**What to produce**
Please pull out the lines of the records below and repeat them word for word, starting with their very first line and stopping after the line that contains "156L96 160L95 160L95". Include both of those lines.

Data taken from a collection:
□ □ □ □ □

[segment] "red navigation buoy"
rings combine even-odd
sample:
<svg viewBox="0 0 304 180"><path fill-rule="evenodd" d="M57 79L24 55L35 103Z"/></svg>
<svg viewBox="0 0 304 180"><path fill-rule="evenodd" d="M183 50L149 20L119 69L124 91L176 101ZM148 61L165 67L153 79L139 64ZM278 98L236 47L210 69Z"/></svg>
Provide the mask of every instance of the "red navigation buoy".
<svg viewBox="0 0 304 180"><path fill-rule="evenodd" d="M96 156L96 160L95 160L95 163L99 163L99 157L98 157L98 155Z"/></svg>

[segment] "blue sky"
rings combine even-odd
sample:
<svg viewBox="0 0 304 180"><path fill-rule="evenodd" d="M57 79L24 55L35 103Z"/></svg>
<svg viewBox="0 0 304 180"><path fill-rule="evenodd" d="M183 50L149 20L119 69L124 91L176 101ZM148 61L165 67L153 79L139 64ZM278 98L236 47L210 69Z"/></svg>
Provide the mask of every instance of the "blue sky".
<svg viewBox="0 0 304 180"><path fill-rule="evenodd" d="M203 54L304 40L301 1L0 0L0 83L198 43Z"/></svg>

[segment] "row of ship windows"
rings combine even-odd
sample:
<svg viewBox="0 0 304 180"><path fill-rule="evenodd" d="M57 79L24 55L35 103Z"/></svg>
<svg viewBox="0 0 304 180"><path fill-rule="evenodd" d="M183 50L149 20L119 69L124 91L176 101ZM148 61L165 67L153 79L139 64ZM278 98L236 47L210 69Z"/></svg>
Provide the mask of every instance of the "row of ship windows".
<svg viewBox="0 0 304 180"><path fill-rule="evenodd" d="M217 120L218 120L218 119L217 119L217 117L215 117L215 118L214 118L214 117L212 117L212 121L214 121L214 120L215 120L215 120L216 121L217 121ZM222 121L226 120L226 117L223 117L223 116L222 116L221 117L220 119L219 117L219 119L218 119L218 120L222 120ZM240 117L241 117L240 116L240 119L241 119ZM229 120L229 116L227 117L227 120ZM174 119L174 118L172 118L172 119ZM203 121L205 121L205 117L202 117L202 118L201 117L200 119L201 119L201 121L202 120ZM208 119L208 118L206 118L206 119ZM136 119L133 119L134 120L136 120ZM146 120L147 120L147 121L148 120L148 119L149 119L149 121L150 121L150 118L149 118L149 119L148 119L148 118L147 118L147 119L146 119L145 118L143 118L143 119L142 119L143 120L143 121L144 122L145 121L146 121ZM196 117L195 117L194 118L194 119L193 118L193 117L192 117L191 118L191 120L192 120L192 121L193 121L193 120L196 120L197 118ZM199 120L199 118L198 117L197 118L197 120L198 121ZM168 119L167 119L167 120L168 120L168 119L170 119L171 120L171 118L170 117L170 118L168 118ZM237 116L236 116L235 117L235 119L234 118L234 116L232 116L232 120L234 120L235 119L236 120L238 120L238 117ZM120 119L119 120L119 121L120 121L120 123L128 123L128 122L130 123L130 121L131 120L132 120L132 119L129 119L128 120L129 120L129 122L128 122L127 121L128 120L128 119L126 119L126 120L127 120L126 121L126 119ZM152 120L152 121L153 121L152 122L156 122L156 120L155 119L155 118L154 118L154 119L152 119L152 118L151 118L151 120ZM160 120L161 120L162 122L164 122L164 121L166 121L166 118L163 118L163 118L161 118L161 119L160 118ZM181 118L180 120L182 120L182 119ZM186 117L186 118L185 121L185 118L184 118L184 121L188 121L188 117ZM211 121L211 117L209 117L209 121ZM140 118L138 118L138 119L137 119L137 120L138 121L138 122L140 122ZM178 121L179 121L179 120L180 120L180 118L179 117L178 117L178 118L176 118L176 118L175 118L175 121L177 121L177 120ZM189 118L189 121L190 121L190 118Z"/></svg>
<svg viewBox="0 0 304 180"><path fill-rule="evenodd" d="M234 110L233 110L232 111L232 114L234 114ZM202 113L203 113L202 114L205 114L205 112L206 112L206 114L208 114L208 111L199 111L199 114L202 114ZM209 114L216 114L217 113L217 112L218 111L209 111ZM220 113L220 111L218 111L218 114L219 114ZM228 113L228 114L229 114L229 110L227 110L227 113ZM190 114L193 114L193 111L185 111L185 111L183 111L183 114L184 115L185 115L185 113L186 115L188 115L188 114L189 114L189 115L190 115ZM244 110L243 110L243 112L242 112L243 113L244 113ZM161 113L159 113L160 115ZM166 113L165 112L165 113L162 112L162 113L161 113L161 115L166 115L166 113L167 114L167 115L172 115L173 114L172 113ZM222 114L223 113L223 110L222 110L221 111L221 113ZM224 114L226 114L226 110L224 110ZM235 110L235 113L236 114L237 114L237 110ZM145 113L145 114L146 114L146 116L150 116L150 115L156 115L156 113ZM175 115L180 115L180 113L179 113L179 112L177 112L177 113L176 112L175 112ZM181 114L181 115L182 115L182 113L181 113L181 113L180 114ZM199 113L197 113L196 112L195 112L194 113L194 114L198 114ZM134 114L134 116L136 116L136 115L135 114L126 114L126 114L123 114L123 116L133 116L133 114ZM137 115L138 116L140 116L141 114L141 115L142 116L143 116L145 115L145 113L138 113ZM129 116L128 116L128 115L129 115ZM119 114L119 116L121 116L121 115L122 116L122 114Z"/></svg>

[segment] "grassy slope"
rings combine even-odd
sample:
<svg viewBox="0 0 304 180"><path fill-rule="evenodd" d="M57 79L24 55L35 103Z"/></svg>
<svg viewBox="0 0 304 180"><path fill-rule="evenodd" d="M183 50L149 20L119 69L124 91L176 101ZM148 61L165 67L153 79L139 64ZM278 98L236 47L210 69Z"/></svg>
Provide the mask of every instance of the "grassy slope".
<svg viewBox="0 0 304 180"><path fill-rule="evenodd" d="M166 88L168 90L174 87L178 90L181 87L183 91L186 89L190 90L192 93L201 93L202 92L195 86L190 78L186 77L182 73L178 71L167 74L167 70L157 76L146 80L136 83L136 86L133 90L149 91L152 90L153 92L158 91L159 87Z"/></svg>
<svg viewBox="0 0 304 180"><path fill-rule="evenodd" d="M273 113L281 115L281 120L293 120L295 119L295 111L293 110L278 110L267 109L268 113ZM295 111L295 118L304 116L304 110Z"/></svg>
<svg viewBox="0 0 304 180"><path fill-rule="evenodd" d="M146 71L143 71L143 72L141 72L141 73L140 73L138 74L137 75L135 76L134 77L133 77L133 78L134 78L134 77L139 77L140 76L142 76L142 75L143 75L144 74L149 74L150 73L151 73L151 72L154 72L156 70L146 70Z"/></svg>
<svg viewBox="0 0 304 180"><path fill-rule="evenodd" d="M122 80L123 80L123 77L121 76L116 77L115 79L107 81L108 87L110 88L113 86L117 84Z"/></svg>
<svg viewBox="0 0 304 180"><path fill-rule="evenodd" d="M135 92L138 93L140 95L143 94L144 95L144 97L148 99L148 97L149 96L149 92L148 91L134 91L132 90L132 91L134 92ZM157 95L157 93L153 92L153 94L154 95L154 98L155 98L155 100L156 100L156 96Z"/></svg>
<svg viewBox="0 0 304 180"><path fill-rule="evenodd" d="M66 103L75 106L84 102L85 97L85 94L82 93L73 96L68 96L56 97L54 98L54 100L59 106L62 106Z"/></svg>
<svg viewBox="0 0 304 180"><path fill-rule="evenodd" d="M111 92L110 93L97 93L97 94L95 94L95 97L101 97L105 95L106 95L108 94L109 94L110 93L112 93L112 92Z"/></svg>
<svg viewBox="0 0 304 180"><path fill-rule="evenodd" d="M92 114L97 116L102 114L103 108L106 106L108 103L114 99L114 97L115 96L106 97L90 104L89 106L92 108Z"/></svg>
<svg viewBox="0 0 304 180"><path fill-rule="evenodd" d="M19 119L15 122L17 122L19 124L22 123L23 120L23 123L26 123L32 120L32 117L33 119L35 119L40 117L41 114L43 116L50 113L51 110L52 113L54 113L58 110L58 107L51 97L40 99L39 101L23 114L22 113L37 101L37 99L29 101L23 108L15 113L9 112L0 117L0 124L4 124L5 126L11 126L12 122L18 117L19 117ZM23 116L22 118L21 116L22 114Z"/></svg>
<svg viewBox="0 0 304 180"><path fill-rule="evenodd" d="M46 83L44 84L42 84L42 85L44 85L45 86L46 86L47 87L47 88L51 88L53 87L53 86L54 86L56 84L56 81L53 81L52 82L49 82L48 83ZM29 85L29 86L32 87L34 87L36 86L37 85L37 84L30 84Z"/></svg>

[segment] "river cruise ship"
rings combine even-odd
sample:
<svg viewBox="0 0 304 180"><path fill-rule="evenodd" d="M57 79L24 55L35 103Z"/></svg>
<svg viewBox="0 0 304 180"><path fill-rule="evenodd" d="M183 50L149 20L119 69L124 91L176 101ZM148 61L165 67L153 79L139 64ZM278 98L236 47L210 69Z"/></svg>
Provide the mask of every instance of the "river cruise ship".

□ □ □ □ □

**Finished task**
[segment] "red navigation buoy"
rings combine even-odd
sample:
<svg viewBox="0 0 304 180"><path fill-rule="evenodd" d="M57 79L24 55L35 103Z"/></svg>
<svg viewBox="0 0 304 180"><path fill-rule="evenodd" d="M183 50L149 20L119 69L124 91L176 101ZM148 61L165 67L153 79L139 64ZM278 98L236 47L210 69Z"/></svg>
Provide the mask of every instance of the "red navigation buoy".
<svg viewBox="0 0 304 180"><path fill-rule="evenodd" d="M96 156L96 160L95 160L95 163L99 163L99 157L98 157L98 155Z"/></svg>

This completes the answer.